### Task instructions
Copy out only the lines running from the one that contains "Put a marker on every instance of the metal" through the end of the listing. Pictures stay out.

### Dataset

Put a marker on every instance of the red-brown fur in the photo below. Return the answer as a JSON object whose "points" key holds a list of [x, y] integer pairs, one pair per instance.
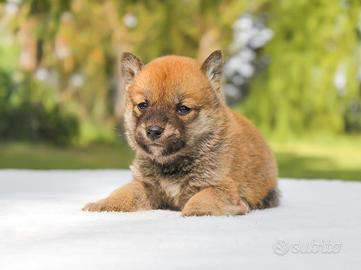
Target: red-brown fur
{"points": [[210, 161]]}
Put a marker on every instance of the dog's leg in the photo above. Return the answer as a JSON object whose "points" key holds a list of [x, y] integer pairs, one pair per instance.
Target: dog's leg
{"points": [[134, 196], [215, 201]]}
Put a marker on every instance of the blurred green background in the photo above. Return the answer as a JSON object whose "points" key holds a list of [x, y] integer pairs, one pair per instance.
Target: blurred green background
{"points": [[292, 66]]}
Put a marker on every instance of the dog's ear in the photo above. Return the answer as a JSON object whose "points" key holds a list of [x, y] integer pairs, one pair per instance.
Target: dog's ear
{"points": [[212, 67], [130, 66]]}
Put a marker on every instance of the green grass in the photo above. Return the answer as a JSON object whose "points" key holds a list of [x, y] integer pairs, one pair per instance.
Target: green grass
{"points": [[45, 156], [338, 158]]}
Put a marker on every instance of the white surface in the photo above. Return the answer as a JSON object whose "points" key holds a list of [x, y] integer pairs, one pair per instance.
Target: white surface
{"points": [[42, 227]]}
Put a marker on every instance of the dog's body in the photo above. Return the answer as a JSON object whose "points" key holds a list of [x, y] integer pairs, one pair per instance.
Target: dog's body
{"points": [[192, 152]]}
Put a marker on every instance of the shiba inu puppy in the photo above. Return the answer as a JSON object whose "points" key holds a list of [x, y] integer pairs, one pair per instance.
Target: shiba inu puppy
{"points": [[193, 153]]}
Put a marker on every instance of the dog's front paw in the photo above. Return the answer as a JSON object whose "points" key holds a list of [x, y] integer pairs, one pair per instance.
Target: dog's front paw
{"points": [[98, 206]]}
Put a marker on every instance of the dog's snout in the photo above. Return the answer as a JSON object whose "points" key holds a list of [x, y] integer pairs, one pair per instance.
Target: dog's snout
{"points": [[154, 132]]}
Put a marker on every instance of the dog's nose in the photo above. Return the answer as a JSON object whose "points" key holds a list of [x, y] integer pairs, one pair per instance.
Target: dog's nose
{"points": [[154, 132]]}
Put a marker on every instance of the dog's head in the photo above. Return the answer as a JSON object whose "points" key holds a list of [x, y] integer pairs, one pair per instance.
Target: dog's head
{"points": [[172, 104]]}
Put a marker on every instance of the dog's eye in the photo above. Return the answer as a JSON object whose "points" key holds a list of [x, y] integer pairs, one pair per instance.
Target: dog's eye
{"points": [[142, 106], [182, 109]]}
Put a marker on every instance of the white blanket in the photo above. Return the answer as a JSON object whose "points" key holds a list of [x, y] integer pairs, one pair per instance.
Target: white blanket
{"points": [[317, 226]]}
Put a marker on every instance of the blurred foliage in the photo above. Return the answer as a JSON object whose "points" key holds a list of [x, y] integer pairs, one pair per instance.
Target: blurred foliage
{"points": [[313, 79], [59, 68]]}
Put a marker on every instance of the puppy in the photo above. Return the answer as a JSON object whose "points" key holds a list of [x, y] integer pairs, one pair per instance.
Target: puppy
{"points": [[193, 153]]}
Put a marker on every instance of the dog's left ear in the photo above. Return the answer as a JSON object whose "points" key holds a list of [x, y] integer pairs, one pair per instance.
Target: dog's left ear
{"points": [[130, 67], [212, 67]]}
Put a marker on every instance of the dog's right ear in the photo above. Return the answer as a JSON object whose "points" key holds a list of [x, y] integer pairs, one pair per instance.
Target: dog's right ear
{"points": [[130, 67]]}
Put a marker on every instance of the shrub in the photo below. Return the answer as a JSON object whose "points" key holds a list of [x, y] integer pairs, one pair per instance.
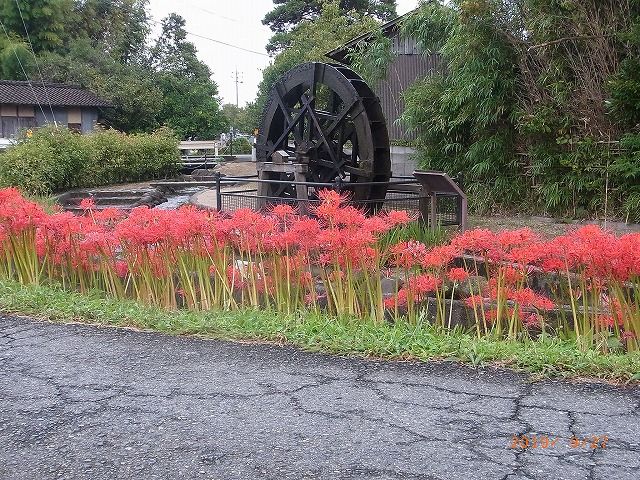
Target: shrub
{"points": [[56, 159]]}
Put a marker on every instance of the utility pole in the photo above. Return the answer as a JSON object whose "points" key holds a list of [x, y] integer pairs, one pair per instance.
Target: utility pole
{"points": [[236, 78]]}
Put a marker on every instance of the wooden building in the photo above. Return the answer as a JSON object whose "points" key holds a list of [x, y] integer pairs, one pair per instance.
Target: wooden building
{"points": [[26, 105], [408, 65]]}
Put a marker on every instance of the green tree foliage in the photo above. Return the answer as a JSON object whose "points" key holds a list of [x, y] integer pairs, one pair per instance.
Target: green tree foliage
{"points": [[14, 52], [56, 159], [45, 20], [132, 90], [310, 40], [190, 106], [104, 46], [532, 101], [239, 117], [287, 15], [120, 27]]}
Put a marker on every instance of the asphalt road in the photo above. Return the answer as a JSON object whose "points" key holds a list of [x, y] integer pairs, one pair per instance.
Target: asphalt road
{"points": [[80, 402]]}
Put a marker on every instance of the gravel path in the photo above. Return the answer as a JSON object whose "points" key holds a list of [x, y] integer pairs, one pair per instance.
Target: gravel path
{"points": [[81, 402]]}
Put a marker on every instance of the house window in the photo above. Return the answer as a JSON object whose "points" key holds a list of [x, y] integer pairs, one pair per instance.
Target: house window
{"points": [[8, 120], [26, 111]]}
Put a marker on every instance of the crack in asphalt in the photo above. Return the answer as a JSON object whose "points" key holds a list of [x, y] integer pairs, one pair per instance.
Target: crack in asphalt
{"points": [[87, 402]]}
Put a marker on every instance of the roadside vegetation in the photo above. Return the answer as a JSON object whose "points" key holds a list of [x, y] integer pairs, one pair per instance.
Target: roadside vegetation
{"points": [[56, 159], [580, 289], [541, 357]]}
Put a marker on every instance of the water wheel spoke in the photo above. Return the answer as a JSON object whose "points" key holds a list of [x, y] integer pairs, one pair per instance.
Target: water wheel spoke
{"points": [[331, 126]]}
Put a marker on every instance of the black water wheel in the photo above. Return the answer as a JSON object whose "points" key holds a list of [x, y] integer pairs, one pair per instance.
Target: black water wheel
{"points": [[327, 117]]}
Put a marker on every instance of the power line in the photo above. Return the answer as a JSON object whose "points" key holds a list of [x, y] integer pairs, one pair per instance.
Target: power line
{"points": [[24, 72], [46, 93], [220, 42], [214, 14]]}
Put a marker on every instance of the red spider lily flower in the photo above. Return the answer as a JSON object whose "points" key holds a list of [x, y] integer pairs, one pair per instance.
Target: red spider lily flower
{"points": [[511, 275], [122, 269], [18, 214], [87, 204], [532, 320], [458, 275], [608, 321]]}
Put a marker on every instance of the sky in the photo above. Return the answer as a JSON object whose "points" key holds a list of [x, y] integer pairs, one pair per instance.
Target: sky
{"points": [[234, 22]]}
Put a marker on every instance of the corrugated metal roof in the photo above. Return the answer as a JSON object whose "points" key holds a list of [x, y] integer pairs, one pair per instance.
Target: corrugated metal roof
{"points": [[56, 94]]}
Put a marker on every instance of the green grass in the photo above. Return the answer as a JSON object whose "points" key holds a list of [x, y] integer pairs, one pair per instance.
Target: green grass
{"points": [[543, 358]]}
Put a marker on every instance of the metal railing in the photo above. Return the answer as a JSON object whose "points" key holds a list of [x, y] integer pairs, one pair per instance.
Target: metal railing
{"points": [[403, 193]]}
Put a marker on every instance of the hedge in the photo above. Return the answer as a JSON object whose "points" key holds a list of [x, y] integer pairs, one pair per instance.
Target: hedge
{"points": [[56, 159]]}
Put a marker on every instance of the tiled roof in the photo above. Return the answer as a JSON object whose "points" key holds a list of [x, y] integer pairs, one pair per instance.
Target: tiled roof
{"points": [[56, 94]]}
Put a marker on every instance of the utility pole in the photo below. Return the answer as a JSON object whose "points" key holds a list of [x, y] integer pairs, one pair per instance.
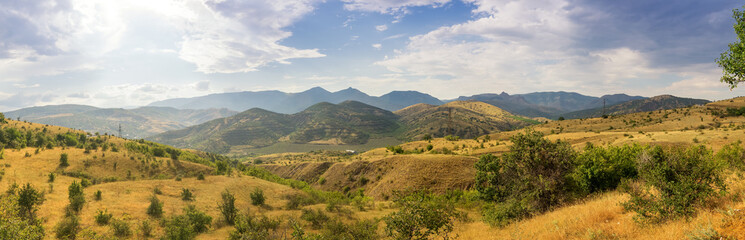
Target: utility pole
{"points": [[450, 121]]}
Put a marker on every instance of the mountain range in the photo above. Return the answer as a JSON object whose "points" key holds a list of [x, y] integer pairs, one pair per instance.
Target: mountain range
{"points": [[290, 103], [135, 123], [538, 104], [349, 122], [642, 105], [548, 104]]}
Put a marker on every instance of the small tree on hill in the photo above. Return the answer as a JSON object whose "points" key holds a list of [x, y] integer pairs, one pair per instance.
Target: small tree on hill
{"points": [[76, 197], [732, 61], [156, 207], [534, 176], [29, 200], [227, 207], [63, 160]]}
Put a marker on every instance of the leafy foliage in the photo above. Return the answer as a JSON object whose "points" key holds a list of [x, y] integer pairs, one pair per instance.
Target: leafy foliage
{"points": [[422, 215], [535, 171], [732, 61], [257, 197], [601, 169], [102, 217], [76, 197], [227, 207], [156, 207], [14, 225], [68, 228], [674, 183], [250, 227]]}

### Response to this exercise
Put a marker on every instance of the metal railing in the photo above. Return the answer as a JSON object whose "points" key holds a list of [x, y] integer pairs, one pair per instance.
Target: metal railing
{"points": [[403, 193]]}
Put a marker on every instance of the hedge in the photo above. Return the answer as a JSON object whose "points" key holds a list of [x, y] integer pairs, one pair per instance.
Target: hedge
{"points": [[56, 159]]}
Put a marker on every instance of the tiled roof in the photo above. Return the answer as a JSON object whose "points" key holds a list of [x, y] integer pairs, one pair per instance.
Target: tiled roof
{"points": [[56, 94]]}
Put a marker on every instance of the utility pole in the photo below. Return the answer as a JSON object whose "points" key holds a list of [x, y] integer pairs, one pair per instance.
Target: utility pole
{"points": [[450, 121]]}
Put a marker on every instance of the mountain range in the photo above. Return the answer as a JSON object whose "points" key holds a list of [x, y] integer pairs, one pair per instance.
Target: mountain range
{"points": [[290, 103], [135, 123], [538, 104], [349, 122], [642, 105], [548, 104]]}
Put a marker on every instance of the small tree on hill in the photo above. Return the answer as a JSON object whose "points" key holds a list of [x, y] integer pairs, one pair per instance.
Target: small tree on hill
{"points": [[76, 197], [732, 61], [156, 207], [534, 176], [29, 200], [227, 207], [63, 160]]}
Put a marker on every instance of the leafy foliage in the photo above. Return the answer as a JSON object whose "points" key holds a list of [x, y] integer pairs, one pair per instance.
Target: leafy foliage
{"points": [[422, 215], [535, 171], [732, 61], [257, 197], [601, 169], [102, 217], [76, 197], [227, 207], [156, 207], [14, 225], [68, 228], [674, 183], [250, 227]]}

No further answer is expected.